- Things to do
a) Answer these questions from the Curriculum Mapping Workbench documentation:
(i) How is the workbench described in the first prototype?
(ii) Which tool does the Hessen Sek II mathematics extractor use to convert the official PDF?
(iii) Besides the exact source span, what do source goals retain?
b) Extend the Curriculum Mapping Workbench documentation beyond its last sentence.

- Given text
========
Curriculum Mapping Workbench
The Curriculum Mapping Workbench is the local audit view for curriculum owners. It makes the route from an official curriculum source snapshot into the learner-facing SkillPilot tree inspectable instead of only reporting aggregate percentages.
Local route:
/curriculum-mapping-workbench
Local data endpoint:
/__curriculum-mapping-workbench/list
/__curriculum-mapping-workbench/load?sourceLandscapeId=<id>
Purpose
The quality dashboard answers whether generated QA rules are green, yellow, or red. The mapping workbench answers why.
A curriculum owner must be able to inspect:
- which official PDF passage is the upstream source for a topic field
- which official source snapshot is being used
- which original/source goals were extracted from it
- whether those source goals are registered in the source-goal membership registry
- which source-goal closure is used for broad original goals
- which canonical SkillPilot goal each source goal maps to
- how a clicked source goal appears in the learner-facing tree
- which source goals support a clicked tree node
The workbench is deliberately read-only in the first prototype. It is an audit surface, not an authoring shortcut.
Data Flow
The prototype uses the existing repository artifacts.
- Source landscape registry
File:
curricula/DE/Gymnasium/provenance/source-landscape-registry.json
This registry identifies retained source snapshots by landscapeId, jurisdiction, title, and source path.
- Official PDF passage extraction
Example:
curricula/DE/Gymnasium/input/HE/upper-secondary/kerncurriculum_gymnasiale_oberstufe-mathematik.pdf
For reviewed curricula, the extracted passage layer is persisted under a source-extraction/ directory.
Example:
curricula/DE/Gymnasium/input/HE/upper-secondary/source-extraction/DE_HE_MATHEMATIK_SEKII_KC2024.source-extraction.json
The Hessen Sek II mathematics extractor converts the official PDF with pdftotext, segments it by topic-field headings such as E.1, Q1.3, or Q4.2, removes PDF running headers/footers and phase introduction bleed, and keeps the relevant official bullet passages.
German text is normalized to NFC and guarded against typical mojibake artifacts, so umlauts such as ä, ö, ü, Ä, Ö, Ü and ß remain stable in passages, source goals, and Workbench display.
Mathematical expressions and symbols in the displayed passage text are normalized into inline LaTeX so KaTeX can render them in the Workbench.
This layer is intentionally separate from the source snapshot: it is the curriculum-owner check surface for whether the extraction captured the full official text.
- Source goals
Example:
curricula/DE/Gymnasium/input/HE/upper-secondary/source-extraction/DE_HE_MATHEMATIK_SEKII_KC2024.source-extraction.json
When a persisted source-extraction file exists, it is the authoritative artifact for mapping stages 1 and 2.
Source goals are derived from literal official curriculum aspects inside the official bullet passages and retain the parent bullet text, the exact source span, and a PDF page reference.
This prevents SkillPilot tree goals from being mistaken for original source goals.
========
- Dataset extract
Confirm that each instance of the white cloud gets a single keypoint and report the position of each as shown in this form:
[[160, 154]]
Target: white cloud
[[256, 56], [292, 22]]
========
- Answers provided
a)
(i) It is deliberately read-only, an audit surface rather than an authoring shortcut.
(ii) pdftotext.
(iii) The parent bullet text and a PDF page reference.

b)
If no persisted extraction exists yet, the Workbench falls back to the retained source snapshot, for example:
curricula/DE/Gymnasium/input/BW/upper-secondary/source-json/DE_BAW_S_GYM_2_MATHEMATIK.de.json.snapshot
The snapshot is then rendered below the official PDF passages as the extracted source-goal tree. Every source goal gets a stable DOM anchor, so links can target it directly.
- Source-goal membership registry
File:
curricula/DE/Gymnasium/provenance/source-goal-membership-registry.json
This says which source goals count as captured/registered for the source snapshot. The workbench marks unregistered source goals visibly red.
- Source-goal closure registry
File:
curricula/DE/Gymnasium/provenance/source-goal-closure-registry.json
This maps broad original/source goals to the atomic source goals that close them. A broad source goal is only fully useful if its closure can be followed to canonical SkillPilot goals.
- Mapping files
Example:
curricula/DE/Gymnasium/mapping/DE-BW/upper-secondary/bw_math_upper_secondary_to_canonical_math.json
These map legacyGoalId from a source snapshot to canonicalGoalId in the canonical SkillPilot graph.
The mapping type is surfaced as exact, partial, or another configured value.
- Canonical SkillPilot graph and composition view
Example canonical graph:
curricula/DE/Gymnasium/canonical/DE_DEU_S_GYM_CANONICAL_MATHEMATIK.de.json
Example learner-facing composition view:
curricula/DE/Gymnasium/composition-views/mathematik/de-bw-sekii-gk.view.json
The right-side tree uses the matching composition view when available, so the audit view resembles the tree shown to learners.
Pipeline Completion Gates
Curriculum mapping is treated as a processing pipeline.
A later step can only be meaningfully completed when all prerequisite steps are complete.
For persisted source-extraction artifacts this decision is stored in pipelineStatus.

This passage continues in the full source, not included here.